What to produce — Copy the data from the line that contains "the ear with" to its last line, exactly, including both of those lines and leaving out everything before.

Data listing —
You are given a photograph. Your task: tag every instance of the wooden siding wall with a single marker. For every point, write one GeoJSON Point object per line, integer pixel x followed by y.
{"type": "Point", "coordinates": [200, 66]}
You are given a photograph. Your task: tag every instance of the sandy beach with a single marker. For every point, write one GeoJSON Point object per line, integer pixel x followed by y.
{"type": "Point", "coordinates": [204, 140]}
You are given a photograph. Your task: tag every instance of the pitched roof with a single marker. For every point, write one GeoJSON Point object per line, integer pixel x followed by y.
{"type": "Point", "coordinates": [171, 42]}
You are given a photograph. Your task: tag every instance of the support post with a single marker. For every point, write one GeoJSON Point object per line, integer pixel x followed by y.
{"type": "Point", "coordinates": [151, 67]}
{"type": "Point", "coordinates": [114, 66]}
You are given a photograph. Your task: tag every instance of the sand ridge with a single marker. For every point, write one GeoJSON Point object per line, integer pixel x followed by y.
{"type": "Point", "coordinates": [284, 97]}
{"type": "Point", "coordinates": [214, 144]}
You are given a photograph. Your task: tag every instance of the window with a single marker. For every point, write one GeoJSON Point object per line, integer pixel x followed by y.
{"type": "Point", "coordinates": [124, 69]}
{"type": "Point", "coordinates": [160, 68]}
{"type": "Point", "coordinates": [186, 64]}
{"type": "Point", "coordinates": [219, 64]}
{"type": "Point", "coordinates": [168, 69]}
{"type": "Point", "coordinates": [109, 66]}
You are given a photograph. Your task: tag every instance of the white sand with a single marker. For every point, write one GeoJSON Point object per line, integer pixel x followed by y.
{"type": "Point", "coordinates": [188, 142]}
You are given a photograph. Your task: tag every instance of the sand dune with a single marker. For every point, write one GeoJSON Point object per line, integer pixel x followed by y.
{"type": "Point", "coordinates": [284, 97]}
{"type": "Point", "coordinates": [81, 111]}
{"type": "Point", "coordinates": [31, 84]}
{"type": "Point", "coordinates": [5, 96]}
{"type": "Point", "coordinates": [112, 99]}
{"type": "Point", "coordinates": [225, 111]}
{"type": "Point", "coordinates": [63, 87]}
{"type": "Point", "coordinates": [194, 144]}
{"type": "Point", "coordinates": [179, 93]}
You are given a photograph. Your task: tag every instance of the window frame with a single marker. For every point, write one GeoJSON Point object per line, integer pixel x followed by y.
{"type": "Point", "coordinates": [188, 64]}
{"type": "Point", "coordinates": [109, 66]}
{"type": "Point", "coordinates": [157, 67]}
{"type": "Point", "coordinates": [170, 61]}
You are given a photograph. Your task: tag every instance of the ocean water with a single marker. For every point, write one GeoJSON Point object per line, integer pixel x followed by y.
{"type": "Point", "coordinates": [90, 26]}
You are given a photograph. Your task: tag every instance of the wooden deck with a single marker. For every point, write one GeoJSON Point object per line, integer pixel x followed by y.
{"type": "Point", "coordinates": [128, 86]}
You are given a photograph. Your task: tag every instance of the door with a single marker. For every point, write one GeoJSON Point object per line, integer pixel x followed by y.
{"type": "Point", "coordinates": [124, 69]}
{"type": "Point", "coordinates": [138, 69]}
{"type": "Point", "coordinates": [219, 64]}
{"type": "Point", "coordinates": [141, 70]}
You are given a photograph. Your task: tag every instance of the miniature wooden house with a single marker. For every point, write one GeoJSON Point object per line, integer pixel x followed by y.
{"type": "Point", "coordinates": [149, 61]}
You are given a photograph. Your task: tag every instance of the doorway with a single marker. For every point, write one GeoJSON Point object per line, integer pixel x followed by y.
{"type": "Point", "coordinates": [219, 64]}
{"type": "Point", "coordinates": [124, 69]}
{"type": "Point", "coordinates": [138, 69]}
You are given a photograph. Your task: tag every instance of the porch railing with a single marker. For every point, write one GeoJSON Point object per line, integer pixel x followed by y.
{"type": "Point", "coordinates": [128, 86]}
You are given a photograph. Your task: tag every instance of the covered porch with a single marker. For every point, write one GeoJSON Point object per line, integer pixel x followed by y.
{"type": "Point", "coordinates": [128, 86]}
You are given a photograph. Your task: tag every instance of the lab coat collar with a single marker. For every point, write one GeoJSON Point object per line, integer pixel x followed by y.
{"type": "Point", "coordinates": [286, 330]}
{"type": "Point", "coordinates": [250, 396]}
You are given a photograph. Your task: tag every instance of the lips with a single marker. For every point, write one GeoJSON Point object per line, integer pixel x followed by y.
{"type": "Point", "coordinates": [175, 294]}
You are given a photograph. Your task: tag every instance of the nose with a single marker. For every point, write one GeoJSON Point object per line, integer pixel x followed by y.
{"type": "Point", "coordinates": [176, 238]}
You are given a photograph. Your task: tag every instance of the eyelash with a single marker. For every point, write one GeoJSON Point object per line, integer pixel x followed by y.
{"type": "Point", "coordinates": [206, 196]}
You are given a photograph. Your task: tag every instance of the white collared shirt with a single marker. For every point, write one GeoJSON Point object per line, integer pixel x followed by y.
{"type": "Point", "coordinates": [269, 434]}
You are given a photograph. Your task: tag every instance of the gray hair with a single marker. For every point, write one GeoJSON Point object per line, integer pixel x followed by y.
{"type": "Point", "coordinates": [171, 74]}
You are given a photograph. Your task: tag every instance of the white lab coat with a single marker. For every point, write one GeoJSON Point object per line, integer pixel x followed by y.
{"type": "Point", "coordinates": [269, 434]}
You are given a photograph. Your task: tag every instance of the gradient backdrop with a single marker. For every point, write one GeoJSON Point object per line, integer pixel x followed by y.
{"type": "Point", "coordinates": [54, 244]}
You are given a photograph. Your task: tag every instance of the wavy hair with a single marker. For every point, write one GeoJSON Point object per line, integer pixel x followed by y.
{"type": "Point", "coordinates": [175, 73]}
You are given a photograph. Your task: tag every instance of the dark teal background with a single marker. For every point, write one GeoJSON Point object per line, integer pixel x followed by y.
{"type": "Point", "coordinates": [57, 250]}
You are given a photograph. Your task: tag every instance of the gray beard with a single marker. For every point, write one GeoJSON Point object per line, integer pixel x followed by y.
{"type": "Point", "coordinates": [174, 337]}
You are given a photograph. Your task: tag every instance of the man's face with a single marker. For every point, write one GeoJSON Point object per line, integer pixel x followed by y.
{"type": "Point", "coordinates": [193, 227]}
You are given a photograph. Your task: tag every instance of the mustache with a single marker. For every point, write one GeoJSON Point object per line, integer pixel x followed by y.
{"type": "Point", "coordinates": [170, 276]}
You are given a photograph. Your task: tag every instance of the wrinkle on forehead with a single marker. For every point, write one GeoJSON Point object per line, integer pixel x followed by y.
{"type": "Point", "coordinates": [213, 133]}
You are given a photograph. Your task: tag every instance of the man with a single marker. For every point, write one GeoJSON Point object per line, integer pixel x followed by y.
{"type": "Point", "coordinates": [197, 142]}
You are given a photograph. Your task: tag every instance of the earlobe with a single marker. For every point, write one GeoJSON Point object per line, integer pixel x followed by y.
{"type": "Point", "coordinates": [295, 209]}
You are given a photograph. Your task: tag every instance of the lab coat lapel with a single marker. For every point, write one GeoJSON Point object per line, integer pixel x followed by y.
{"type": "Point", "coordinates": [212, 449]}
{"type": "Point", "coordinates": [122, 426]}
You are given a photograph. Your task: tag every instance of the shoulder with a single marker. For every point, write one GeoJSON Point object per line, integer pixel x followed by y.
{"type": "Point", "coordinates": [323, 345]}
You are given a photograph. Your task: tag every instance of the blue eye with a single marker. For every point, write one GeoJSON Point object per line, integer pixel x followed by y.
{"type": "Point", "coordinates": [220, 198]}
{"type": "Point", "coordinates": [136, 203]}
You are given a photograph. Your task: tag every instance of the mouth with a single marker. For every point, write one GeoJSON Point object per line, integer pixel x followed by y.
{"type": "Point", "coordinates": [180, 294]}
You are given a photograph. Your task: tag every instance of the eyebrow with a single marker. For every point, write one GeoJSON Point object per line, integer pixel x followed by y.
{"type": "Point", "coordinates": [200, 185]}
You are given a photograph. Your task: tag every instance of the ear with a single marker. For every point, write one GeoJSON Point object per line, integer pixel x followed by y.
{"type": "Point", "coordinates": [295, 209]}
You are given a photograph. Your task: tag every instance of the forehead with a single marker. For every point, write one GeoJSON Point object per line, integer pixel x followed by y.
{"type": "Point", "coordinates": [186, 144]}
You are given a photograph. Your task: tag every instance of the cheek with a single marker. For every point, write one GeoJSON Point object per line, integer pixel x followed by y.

Problem solution —
You are given a photograph. Your task: tag every instance of the ear with a single marker. For every point, write one GeoJSON Point object per line, integer pixel x followed by y.
{"type": "Point", "coordinates": [295, 209]}
You are given a photograph. Your task: tag every instance of the forehead with a single marker. For every point, write one GeoJSON Point object per line, integer pixel x followed by y.
{"type": "Point", "coordinates": [186, 144]}
You are given a photograph. Your task: tag every instance of the cheek with a single marker. For every point, write one GeoJSON Point object per line, integer pixel x followed by y.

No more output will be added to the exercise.